PAGE EXTRACT below:

The death toll of Covid-19 in the US is staggering by any measure. On Sept. 22, the count surpassed 200,000. But the pandemic’s mortal impact extends far beyond that figure.
According to a recent letter published in the Journal of the American Medical Association, Covid-19 caused just two thirds of the excess deaths in the US during the first five months of the pandemic. The rest were due to indirect effects of the outbreak—and many were in older Americans suffering from dementia and Alzheimer’s disease.
Between Mar. 1 and Aug. 1, the US Centers for Disease Control and Prevention (CDC) recorded 225,530 more deaths than previous years’ averages, otherwise known as excess deaths. But during that period, deaths attributed to Covid-19 had only just topped 150,500.
Of those deaths not attributed to the coronavirus, the two leading causes were heart disease, which spiked in March and April, and Alzheimer’s and dementia, which increased first in March and April and again in June and July, when cases increased dramatically in the southern US.
Although the CDC doesn’t estimate how many people a given condition will kill annually, it does track how many die from it each year. Dementia deaths in 2020 show a notable increase over 2019.
How could the Covid-19 pandemic cause a spike in dementia-related deaths? Researchers can only speculate without examining each case. But it’s likely a result of disrupted access to care.

End of PAGE EXTRACT.

AIM OF THE EXERCISE: In the text on Covid-19 excess deaths, how many excess deaths did the CDC record between Mar. 1 and Aug. 1?

EXERCISE DATA below:

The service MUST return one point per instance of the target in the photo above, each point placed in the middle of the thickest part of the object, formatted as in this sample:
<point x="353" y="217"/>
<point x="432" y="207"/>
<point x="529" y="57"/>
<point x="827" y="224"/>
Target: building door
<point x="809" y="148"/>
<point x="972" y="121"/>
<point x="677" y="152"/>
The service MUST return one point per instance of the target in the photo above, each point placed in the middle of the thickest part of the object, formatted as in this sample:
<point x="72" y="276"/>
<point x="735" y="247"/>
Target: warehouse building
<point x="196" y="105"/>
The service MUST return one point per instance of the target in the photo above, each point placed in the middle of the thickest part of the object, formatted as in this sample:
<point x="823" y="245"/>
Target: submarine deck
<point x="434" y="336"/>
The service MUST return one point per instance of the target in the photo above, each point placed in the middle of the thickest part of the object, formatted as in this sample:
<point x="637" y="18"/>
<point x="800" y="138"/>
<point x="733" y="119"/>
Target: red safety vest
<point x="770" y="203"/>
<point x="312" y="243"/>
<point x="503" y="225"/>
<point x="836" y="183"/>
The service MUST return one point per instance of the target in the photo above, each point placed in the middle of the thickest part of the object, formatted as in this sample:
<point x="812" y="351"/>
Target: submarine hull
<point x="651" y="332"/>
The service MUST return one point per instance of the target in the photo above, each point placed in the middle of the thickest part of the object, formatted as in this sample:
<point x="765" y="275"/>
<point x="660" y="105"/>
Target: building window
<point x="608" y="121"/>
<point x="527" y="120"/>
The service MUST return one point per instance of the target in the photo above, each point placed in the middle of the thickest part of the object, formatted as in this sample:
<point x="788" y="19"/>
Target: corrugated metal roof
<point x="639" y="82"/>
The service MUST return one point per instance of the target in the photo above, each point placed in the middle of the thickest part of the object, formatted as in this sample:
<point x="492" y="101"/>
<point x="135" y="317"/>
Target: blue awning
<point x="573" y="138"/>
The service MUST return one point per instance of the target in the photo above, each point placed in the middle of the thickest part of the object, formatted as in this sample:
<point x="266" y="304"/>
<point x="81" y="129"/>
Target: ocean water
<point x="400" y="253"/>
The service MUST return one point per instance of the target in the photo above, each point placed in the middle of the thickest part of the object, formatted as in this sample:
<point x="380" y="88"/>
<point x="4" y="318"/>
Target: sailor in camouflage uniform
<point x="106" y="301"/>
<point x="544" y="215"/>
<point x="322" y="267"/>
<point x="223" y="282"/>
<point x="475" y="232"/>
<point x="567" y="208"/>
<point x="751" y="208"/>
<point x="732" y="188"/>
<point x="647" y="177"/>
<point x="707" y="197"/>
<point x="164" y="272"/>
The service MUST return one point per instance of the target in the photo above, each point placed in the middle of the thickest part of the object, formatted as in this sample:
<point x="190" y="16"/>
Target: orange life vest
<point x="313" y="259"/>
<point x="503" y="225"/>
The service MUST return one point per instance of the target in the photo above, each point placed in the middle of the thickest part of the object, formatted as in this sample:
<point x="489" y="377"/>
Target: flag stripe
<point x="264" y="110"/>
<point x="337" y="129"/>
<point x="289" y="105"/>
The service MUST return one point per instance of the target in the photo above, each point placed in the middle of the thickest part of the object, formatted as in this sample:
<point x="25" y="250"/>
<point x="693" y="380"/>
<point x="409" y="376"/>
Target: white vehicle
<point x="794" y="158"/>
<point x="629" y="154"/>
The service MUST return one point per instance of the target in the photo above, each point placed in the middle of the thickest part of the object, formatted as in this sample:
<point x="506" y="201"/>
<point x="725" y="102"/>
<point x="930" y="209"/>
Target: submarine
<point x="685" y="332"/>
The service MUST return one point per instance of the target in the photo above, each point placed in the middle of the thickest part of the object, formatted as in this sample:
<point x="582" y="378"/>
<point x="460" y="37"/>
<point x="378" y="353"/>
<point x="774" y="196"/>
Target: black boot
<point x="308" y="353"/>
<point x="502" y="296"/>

End of EXERCISE DATA.

EXERCISE RESULT: 225,530